**Ausgewählter Text**
━━━━━━━━━━━━━━━━

Ärzte unzureichend informiert

Pharmazeutische Bedenken können bei den Wirkstoffen der Ausschlussliste nicht mehr geltend gemacht werden – so lautet die Vorgabe des Deutschen Apothekerverbands. Und auch im Notdienst darf nicht substituiert werden. Der G-BA seinerseits lässt zwar wissen, dass er diese Fragen nicht regelt: Die Apothekenbetriebsordnung falle nicht in seinen Bereich, so eine G-BA-Sprecherin. Dennoch darf laut DAV nur eine konkrete Verordnung bedient werden. Wirkstoffverordnungen oder anderweitig unklare Rezepte müssen zurück zum Arzt, wenn der Patient versorgt werden soll. Offenbar sind sich viele Ärzte jedoch nicht klar, dass sie bei einigen Wirkstoffen nun besonders klar verordnen müssen. Hinzu kommt, dass die Software erst zum Jahreswechsel angepasst wird. Eine Situation, die viele Apotheker verzweifeln lässt.

Doch Hecken fehlt das Verständnis: Die Kritik der Apotheker „geht an den Tatsachen vorbei und verunsichert ohne Not Patientinnen und Patienten“, so der G-BA-Chef. Die Liste sei bereits am 18. September 2014 beschlossen worden und sodann nach Nichtbeanstandung durch den Bundesgesundheitsminister am 10. Dezember 2014 in Kraft getreten. Sie sei „keine überraschend verabschiedete Neuregelung, die für niemanden im Vorfeld zu erahnen war“, so Hecken. „Es war für jeden im System erkennbar, dass eine solche Zusammenstellung erfolgen wird und über die Beschlussfassung wurde in den Fachmedien umfangreich berichtet.“ Zudem seien die Apotheker im Vorfeld über das Stellungnahmeverfahren und die mündliche Anhörung an der Beratung des Beschlussentwurfs im G-BA argumentativ und persönlich beteiligt gewesen. Im Stellungnahmeverfahren seien alleine 18 schriftliche Stellungnahmen u.a. von Apothekern und apothekennahen Fachgesellschaften abgegeben worden – die jetzt beklagten Probleme kamen darin offenbar nicht zu Wort.

━━━━━━━━━━━━━━━━

**Bereitgestelltes Material**
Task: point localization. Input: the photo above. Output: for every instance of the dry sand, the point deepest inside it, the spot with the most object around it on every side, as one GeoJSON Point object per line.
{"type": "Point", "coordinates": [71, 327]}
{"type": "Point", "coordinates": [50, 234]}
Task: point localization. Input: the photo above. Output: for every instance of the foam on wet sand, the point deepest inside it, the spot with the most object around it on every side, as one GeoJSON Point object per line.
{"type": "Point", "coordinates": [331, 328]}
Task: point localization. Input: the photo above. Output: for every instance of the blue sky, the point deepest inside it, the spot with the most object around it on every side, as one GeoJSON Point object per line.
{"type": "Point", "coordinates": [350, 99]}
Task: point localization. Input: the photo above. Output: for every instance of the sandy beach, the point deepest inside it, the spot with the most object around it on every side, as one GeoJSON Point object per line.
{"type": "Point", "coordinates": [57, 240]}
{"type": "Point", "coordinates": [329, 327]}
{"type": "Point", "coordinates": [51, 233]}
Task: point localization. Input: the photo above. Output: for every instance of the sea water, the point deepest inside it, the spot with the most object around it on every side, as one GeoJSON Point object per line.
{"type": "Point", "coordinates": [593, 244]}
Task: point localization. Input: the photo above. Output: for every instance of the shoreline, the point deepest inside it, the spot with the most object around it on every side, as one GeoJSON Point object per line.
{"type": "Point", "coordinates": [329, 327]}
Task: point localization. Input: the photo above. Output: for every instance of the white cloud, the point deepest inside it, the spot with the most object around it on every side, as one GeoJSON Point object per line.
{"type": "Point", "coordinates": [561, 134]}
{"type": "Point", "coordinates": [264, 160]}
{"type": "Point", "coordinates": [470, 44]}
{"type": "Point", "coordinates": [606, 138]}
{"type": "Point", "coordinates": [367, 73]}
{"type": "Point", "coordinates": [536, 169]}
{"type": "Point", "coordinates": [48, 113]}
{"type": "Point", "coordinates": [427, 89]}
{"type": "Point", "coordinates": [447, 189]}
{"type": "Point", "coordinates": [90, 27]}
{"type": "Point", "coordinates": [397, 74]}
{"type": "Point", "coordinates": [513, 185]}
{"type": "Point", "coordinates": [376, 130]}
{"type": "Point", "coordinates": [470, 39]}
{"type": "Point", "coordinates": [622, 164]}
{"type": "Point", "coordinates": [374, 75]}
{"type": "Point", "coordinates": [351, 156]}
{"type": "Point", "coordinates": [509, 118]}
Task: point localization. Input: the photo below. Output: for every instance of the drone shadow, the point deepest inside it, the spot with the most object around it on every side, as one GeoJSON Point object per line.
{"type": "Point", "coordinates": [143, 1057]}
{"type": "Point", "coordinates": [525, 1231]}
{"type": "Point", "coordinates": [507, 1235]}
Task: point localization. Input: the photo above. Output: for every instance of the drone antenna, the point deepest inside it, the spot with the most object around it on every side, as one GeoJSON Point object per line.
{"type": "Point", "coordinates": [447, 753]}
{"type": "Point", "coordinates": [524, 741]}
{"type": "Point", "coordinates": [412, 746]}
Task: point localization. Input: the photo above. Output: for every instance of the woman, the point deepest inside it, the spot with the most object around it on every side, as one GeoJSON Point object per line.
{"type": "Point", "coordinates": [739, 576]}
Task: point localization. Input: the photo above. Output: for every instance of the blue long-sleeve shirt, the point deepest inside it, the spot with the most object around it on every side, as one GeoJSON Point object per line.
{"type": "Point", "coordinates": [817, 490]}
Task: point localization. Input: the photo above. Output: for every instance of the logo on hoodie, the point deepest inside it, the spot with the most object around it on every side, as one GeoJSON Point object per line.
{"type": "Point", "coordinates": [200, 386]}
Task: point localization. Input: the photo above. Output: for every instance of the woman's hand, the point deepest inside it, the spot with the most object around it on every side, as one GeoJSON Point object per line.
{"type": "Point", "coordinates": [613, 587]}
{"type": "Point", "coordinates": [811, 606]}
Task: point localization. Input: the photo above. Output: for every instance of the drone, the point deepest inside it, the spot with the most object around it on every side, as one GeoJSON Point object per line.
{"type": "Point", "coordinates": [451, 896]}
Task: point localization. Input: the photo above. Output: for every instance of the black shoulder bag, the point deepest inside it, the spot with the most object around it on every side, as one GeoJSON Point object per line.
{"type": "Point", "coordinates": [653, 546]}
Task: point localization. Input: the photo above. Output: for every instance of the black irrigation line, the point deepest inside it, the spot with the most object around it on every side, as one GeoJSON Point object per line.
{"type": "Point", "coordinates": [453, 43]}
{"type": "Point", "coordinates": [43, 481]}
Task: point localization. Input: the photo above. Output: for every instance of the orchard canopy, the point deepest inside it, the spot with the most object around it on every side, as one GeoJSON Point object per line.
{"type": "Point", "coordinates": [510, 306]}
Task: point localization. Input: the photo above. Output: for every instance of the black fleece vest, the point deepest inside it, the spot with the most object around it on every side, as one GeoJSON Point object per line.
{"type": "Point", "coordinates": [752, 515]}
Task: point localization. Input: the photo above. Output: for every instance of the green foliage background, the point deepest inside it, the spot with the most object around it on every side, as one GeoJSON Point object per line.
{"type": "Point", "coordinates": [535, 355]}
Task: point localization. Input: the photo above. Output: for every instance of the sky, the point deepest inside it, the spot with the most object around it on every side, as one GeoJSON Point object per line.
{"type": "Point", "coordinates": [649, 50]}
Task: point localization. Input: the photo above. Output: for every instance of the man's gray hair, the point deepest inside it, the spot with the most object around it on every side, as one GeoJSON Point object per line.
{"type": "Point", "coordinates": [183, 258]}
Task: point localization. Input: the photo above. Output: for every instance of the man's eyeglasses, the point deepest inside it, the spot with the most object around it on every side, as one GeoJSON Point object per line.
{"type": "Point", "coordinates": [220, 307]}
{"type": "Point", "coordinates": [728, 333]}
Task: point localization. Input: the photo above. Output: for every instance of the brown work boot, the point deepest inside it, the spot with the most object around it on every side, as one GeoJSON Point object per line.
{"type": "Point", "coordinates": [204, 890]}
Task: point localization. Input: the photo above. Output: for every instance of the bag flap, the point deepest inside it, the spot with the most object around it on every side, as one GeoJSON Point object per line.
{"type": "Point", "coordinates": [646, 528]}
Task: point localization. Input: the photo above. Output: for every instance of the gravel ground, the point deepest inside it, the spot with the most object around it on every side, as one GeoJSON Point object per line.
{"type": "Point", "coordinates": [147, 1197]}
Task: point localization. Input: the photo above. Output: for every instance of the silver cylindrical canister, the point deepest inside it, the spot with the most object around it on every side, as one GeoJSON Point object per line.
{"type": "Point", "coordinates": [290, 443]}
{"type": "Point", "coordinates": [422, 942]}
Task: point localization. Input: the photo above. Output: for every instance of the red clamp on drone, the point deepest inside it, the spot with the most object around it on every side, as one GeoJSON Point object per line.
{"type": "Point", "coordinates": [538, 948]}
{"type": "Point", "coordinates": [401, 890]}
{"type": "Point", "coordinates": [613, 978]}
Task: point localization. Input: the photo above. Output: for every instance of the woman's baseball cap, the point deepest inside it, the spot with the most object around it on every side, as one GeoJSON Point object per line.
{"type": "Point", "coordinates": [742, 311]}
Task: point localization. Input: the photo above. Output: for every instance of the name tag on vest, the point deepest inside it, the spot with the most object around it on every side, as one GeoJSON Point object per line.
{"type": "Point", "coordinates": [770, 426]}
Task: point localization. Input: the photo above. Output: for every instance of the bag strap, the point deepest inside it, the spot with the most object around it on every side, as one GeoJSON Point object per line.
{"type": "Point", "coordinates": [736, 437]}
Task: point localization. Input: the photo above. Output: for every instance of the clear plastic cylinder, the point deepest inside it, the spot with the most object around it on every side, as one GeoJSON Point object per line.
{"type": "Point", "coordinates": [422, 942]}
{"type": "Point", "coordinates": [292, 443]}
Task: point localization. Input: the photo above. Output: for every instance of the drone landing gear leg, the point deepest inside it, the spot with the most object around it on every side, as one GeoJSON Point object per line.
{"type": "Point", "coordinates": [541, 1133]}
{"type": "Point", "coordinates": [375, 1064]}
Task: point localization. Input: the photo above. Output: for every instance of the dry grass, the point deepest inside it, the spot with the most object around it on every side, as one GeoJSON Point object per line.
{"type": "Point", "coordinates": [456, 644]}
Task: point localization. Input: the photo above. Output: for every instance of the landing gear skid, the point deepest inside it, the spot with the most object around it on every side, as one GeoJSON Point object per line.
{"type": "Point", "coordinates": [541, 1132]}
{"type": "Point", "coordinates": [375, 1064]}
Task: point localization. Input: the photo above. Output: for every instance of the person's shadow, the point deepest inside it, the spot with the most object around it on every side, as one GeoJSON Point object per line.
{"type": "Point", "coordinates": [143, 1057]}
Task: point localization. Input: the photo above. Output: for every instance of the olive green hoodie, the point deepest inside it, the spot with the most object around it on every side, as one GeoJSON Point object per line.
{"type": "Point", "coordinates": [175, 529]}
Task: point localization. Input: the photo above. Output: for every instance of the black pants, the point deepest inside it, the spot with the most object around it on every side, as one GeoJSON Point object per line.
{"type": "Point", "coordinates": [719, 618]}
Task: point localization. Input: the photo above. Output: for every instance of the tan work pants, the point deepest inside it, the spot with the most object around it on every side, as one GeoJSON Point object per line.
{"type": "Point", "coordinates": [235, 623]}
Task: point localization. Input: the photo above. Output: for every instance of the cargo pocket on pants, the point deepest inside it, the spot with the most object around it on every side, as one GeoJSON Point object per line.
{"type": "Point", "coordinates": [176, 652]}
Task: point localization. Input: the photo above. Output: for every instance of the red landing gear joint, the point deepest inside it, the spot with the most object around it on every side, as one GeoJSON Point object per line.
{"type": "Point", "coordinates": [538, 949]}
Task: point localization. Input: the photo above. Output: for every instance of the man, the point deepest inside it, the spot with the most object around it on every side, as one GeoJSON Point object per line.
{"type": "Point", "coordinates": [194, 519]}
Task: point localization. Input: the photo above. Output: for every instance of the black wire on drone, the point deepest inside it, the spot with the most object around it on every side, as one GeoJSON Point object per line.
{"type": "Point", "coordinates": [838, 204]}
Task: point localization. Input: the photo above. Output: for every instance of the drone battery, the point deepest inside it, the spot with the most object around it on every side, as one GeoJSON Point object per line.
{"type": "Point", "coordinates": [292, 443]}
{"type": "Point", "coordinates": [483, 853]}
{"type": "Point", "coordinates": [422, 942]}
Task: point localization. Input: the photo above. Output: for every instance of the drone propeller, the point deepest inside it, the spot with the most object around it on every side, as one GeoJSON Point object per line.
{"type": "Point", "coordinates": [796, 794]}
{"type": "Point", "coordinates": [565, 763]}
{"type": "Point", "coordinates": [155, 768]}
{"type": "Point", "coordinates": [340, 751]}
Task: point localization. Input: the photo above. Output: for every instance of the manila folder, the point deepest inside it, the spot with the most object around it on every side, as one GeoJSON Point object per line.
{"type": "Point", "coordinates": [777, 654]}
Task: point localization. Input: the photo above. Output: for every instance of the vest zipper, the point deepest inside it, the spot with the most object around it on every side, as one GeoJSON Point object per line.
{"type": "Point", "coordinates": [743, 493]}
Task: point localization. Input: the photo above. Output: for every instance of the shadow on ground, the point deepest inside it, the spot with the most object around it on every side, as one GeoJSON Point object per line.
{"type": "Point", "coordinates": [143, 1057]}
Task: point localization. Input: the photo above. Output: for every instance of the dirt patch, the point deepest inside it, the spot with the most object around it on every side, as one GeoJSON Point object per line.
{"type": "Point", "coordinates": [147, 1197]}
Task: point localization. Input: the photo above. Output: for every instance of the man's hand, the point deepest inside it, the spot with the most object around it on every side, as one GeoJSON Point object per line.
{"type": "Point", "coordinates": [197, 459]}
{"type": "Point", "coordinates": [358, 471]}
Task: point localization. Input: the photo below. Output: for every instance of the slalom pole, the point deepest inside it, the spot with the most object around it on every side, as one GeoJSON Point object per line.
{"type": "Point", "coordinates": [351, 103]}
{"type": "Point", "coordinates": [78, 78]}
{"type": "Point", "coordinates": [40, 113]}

━━━━━━━━━━━━━━━━

**Aufgaben und Übungen**
- a) Gib den Absatz im Text zur Ausschlussliste, der mit „Pharmazeutische Bedenken können“ beginnt, in kürzerer Form wieder und behalte seine wesentlichen Fakten bei.
- b) Bearbeite im Text zur Ausschlussliste die Passage von „Ärzte unzureichend informiert“ bis „Apotheker verzweifeln lässt.“, indem du „Notdienst“ durch „Bereitschaftsdienst“ ersetzt, und gib sie vollständig wieder.
- c) An welchem Datum trat die Liste laut dem Text zur Ausschlussliste in Kraft?
Stütze dich nur auf den Text zur Ausschlussliste.

**Lösungen je Aufgabe**
- a) Laut Deutschem Apothekerverband dürfen bei Wirkstoffen der Ausschlussliste keine pharmazeutischen Bedenken mehr geltend gemacht werden, und auch im Notdienst darf nicht substituiert werden. Eine Sprecherin des G-BA erklärt, der G-BA regele diese Fragen nicht, da die Apothekenbetriebsordnung nicht in seinen Bereich falle. Nach Vorgabe des DAV darf nur eine konkrete Verordnung bedient werden, und Wirkstoffverordnungen oder unklare Rezepte müssen zurück zum Arzt. Viele Ärzte wissen offenbar nicht, dass sie bei einigen Wirkstoffen nun besonders klar verordnen müssen. Zudem wird die Software erst zum Jahreswechsel angepasst, was viele Apotheker verzweifeln lässt.

- b)
Ärzte unzureichend informiert

Pharmazeutische Bedenken können bei den Wirkstoffen der Ausschlussliste nicht mehr geltend gemacht werden – so lautet die Vorgabe des Deutschen Apothekerverbands. Und auch im Bereitschaftsdienst darf nicht substituiert werden. Der G-BA seinerseits lässt zwar wissen, dass er diese Fragen nicht regelt: Die Apothekenbetriebsordnung falle nicht in seinen Bereich, so eine G-BA-Sprecherin. Dennoch darf laut DAV nur eine konkrete Verordnung bedient werden. Wirkstoffverordnungen oder anderweitig unklare Rezepte müssen zurück zum Arzt, wenn der Patient versorgt werden soll. Offenbar sind sich viele Ärzte jedoch nicht klar, dass sie bei einigen Wirkstoffen nun besonders klar verordnen müssen. Hinzu kommt, dass die Software erst zum Jahreswechsel angepasst wird. Eine Situation, die viele Apotheker verzweifeln lässt.

- c) Am 10. Dezember 2014.